START Source data

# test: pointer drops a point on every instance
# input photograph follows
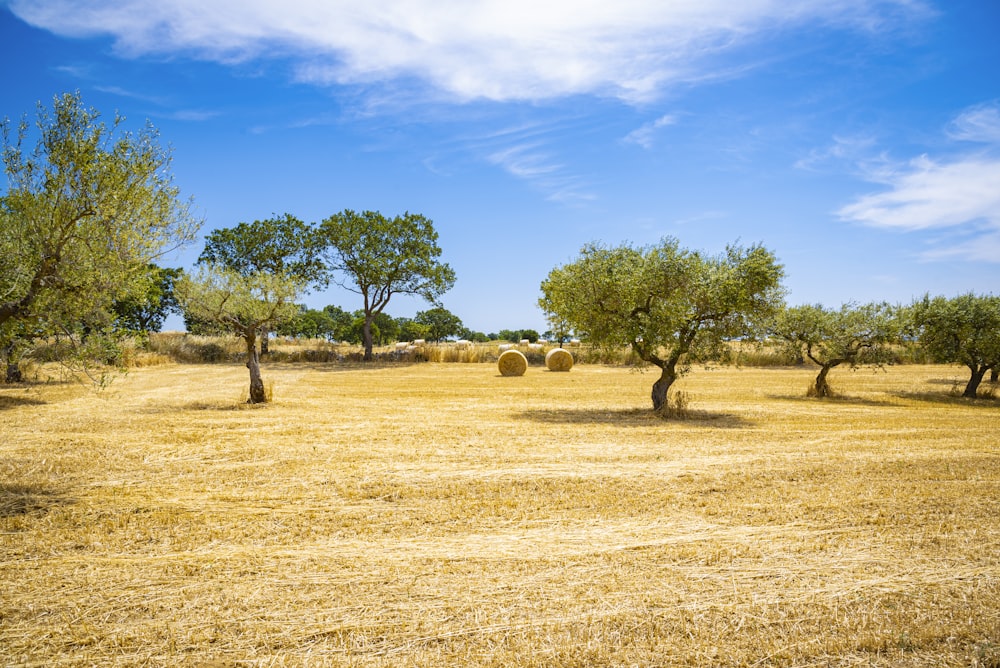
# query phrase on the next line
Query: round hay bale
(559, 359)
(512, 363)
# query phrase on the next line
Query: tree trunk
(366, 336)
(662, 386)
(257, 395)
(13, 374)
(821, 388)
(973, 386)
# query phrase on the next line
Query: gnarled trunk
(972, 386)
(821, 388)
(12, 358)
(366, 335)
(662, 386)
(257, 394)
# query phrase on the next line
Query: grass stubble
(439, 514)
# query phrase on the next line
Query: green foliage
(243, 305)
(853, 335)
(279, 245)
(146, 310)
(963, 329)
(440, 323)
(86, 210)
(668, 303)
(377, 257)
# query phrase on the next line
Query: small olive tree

END Source data

> What you will do: The lines to output run from the one containing "Query: tree trunk" through the last line of the records above; repeat them exactly and nothing more.

> Answer for this exercise:
Query: tree trunk
(366, 336)
(662, 386)
(257, 395)
(13, 374)
(821, 388)
(973, 386)
# query phrase on the next line
Query: gnarled trunk
(972, 386)
(821, 388)
(12, 358)
(366, 335)
(662, 386)
(257, 394)
# query phrase on the next line
Query: grass stubble
(439, 514)
# query phrase on the next line
Query: green foliage
(243, 305)
(853, 335)
(279, 245)
(146, 310)
(963, 329)
(440, 323)
(86, 210)
(668, 303)
(377, 257)
# query phrase on the next line
Query: small olive tree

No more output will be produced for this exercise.